→ **YOUR GOAL**
At the line containing "Target: horse's hoof", begin repeating lines exactly, and stop only after the final line of the records below.

→ **EXCERPTED DATA**
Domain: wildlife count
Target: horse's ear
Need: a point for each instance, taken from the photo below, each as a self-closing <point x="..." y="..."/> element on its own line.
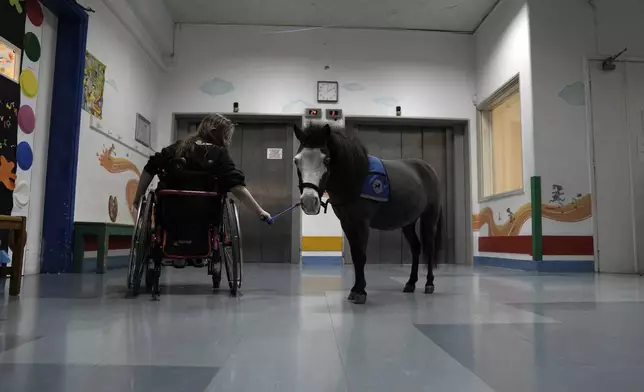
<point x="299" y="134"/>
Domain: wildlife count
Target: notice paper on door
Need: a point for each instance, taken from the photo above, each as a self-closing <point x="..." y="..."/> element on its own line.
<point x="273" y="153"/>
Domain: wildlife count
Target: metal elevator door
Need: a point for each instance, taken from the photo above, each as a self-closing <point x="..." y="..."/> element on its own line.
<point x="270" y="183"/>
<point x="435" y="146"/>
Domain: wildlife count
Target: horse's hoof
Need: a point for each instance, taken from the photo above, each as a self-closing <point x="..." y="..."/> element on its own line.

→ **ANSWER SECTION**
Target: horse's hoof
Need: a point for each instance, taken from the photo above, each as a self-closing <point x="..." y="..."/> element on its own line.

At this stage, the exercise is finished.